**EXTRACTO DEL DOCUMENTO:**
--- --- ---
Contienen tesoros como el de la Torre, apto para que los disfrute el mayor analfabeto porque allí se pueden admirar, después de cumplir dos horas de cola, las joyas de la Corona con el diamante más grande del mundo y otros muchos muy bien clasificados, la esmeralda más grande del mundo, aún más bella, coronas y cetros para gobernar varios continentes, pesadas mazas y candelabros preciosos y una historiada vajilla de oro macizo que incluye una pieza para mezclar el ponche tan grande como una bañera, con su cucharón ideal para dar de comer a Gargantúa.
--- --- ---
Entradas almacenadas de una colección:
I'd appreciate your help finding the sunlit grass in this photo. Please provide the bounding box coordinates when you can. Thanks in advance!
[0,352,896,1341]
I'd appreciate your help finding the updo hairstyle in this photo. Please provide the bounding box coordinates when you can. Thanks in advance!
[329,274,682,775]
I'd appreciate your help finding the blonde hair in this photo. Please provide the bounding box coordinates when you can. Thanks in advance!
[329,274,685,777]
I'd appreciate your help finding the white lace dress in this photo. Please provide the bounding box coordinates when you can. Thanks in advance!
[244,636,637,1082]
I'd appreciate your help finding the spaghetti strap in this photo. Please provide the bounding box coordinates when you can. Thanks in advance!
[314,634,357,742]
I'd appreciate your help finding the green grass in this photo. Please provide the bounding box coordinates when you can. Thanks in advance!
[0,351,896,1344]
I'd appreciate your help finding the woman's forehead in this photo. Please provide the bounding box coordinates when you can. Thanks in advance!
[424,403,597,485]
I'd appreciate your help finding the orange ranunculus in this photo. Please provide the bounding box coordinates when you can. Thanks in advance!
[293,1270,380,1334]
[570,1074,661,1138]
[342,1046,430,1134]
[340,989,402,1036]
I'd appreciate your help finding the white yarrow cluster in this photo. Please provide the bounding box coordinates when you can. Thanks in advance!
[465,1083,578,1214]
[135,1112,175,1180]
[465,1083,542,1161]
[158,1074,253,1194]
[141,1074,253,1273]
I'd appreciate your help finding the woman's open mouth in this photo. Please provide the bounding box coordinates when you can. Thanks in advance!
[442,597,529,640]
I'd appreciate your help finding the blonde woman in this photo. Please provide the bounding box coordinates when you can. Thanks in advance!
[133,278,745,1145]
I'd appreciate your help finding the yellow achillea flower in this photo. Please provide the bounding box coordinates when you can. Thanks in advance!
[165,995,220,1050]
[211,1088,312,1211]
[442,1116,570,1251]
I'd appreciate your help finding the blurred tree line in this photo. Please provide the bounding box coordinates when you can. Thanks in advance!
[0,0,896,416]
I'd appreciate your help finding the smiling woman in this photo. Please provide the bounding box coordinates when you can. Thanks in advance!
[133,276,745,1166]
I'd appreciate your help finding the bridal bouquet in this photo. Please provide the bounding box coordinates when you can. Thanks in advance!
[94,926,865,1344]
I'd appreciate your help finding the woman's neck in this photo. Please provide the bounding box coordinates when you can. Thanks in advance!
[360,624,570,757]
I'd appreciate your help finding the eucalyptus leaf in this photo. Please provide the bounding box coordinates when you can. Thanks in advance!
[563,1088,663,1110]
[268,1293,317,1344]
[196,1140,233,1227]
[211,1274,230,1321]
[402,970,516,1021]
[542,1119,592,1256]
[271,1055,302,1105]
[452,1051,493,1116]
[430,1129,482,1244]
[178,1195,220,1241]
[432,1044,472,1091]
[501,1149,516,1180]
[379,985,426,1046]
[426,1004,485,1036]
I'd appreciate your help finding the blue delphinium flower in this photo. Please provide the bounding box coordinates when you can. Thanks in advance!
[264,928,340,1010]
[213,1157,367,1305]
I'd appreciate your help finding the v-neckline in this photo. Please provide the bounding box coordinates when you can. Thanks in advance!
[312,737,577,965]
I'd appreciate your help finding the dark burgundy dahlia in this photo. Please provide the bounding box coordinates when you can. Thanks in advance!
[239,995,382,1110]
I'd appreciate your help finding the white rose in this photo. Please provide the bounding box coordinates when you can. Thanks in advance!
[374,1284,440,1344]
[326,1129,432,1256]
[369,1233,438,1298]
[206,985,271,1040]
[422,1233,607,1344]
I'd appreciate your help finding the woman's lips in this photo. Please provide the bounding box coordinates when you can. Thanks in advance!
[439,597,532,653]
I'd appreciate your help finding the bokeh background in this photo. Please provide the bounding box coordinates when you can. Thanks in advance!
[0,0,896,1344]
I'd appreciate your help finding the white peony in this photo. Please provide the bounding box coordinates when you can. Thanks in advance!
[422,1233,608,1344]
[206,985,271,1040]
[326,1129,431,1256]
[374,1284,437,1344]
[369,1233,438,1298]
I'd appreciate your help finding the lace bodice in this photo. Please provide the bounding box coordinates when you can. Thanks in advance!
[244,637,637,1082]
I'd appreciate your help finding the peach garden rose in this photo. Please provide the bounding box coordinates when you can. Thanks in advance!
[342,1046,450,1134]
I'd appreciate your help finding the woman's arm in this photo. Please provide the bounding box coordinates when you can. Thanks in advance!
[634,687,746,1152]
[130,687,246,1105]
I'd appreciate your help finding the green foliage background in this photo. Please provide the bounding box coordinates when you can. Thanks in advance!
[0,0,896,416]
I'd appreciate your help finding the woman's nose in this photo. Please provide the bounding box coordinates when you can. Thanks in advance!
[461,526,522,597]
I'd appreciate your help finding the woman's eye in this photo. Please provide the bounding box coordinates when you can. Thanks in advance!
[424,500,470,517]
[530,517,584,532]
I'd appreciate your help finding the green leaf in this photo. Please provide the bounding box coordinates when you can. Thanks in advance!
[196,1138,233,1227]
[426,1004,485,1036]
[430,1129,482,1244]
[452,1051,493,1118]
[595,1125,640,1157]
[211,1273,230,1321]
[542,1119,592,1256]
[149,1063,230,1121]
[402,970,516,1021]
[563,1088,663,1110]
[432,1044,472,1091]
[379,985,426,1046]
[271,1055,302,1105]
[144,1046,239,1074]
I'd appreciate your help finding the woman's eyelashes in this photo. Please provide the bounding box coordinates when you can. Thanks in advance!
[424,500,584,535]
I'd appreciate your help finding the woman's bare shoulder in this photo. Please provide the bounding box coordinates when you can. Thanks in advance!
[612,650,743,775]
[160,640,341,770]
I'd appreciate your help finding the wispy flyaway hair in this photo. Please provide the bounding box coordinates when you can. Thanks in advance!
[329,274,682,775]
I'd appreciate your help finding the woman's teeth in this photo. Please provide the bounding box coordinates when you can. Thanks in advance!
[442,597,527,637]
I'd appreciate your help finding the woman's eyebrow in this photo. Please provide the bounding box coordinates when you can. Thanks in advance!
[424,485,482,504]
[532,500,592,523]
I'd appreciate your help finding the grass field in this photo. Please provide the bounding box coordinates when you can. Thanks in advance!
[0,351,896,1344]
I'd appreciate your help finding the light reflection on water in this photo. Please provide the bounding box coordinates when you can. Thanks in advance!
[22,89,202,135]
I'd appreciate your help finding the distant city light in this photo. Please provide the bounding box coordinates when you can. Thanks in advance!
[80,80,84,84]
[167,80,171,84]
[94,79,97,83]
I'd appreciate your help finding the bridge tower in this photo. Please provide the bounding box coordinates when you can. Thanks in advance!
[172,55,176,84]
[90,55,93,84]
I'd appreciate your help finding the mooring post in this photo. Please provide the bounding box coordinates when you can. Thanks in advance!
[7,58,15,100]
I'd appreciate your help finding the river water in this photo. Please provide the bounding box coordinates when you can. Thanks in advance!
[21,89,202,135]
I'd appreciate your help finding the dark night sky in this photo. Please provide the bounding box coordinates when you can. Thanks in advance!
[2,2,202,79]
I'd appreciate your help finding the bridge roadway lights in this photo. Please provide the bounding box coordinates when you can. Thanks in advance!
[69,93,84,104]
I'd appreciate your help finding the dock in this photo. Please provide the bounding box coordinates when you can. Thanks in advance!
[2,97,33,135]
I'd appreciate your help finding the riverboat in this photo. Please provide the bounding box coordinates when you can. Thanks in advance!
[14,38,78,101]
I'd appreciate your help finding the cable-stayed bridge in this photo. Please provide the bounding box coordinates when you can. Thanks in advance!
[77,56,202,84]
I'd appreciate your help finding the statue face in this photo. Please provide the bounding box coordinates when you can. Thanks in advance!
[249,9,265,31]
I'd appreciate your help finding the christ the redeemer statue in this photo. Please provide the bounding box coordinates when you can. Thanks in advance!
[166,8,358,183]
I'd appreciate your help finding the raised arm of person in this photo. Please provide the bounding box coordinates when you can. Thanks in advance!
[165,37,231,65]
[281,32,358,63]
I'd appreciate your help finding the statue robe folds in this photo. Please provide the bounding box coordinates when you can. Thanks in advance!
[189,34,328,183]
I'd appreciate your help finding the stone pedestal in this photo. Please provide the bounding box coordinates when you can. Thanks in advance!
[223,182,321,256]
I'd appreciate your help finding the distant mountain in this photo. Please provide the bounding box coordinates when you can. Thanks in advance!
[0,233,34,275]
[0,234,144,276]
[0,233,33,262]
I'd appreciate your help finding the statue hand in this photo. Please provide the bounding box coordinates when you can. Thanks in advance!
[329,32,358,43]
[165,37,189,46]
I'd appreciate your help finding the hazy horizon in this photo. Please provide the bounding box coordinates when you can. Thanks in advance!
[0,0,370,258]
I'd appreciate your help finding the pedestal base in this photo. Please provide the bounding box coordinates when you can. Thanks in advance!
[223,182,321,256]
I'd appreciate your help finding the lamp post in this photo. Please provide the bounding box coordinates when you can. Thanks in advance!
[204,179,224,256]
--- --- ---
**INSTRUCCIONES DE TRABAJO:**
a. Devuelve el fragmento del extracto sobre el tesoro de la Torre que empieza en "Contienen tesoros como" y termina en "comer a Gargantúa.".
b. Reescribe como lista el párrafo del extracto sobre el tesoro de la Torre que comienza con "Contienen tesoros como", conservando sus datos principales.
Estas entradas proceden de otra fuente distinta del extracto.

**SOLUCIONES PROPUESTAS:**
a.
Contienen tesoros como el de la Torre, apto para que los disfrute el mayor analfabeto porque allí se pueden admirar, después de cumplir dos horas de cola, las joyas de la Corona con el diamante más grande del mundo y otros muchos muy bien clasificados, la esmeralda más grande del mundo, aún más bella, coronas y cetros para gobernar varios continentes, pesadas mazas y candelabros preciosos y una historiada vajilla de oro macizo que incluye una pieza para mezclar el ponche tan grande como una bañera, con su cucharón ideal para dar de comer a Gargantúa.

b.
- El tesoro de la Torre puede disfrutarlo hasta el mayor analfabeto.
- Para verlo hay que hacer dos horas de cola.
- Se exhiben las joyas de la Corona, con el diamante más grande del mundo y muchos otros muy bien clasificados.
- También está la esmeralda más grande del mundo, aún más bella.
- Hay coronas y cetros para gobernar varios continentes.
- Hay pesadas mazas y candelabros preciosos.
- Hay una vajilla historiada de oro macizo. Incluye una pieza para mezclar el ponche tan grande como una bañera y un cucharón ideal para dar de comer a Gargantúa.